◆ **Суть задания**: Ответьте, какая фигура, согласно фрагменту о тенденции к чуду и магии, становится центральной в таком контексте.

◆ **Фрагмент текста**:
--------------------------------
Стремление к сказочности; интерес к неизведанным, потайным граням человеческого духа, к опыту на грани бытия/небытия; приоритетная роль личности, одержимой высшей идеей; - все эти разнородные на первый взгляд тенденции имеют некую общую точку смыслового пересечения. Более того, нам представляется, что все они суть различные грани-проявления одного начала: тенденции к вскрытию трансцендентного в реальном, чудесного в повседневном, тайного в явном; тенденции к преодолению причинно-следственного хода вещей и постижению стоящих за ним скрытых иррациональных сущностей, – тенденции к чуду, к мифу, к магии. И соответственно – к вскрытию магического компонента в различных проявлениях бытия – в жизни, в истории, в человеческой душе. Центральной фигурой в таком контексте становится фигура мага (персонификация трансцендентного), нарушающего своими действиями предполагаемый причинно-следственный ход вещей. Выигрыш Алексея, общение Ренаты с Ангелом, возвращение Блудного Сына, любовь Ромео и Джульетты, проникновение Данилы-мастера в недра Медной Горы, перевоплощение Золушки, подвиг Мересьева – все это есть чудеса, нарушающие «естественную» детерминацию событий; эти герои – маги, в чьих образах персонифицируется трансцендентное творческое начало.
--------------------------------
◆ **Записанные данные**:

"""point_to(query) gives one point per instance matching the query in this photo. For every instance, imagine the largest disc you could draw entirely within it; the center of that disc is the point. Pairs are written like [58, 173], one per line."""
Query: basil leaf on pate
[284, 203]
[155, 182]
--------------------------------
◆ **Результат задания**: Центральной становится фигура мага, персонификация трансцендентного.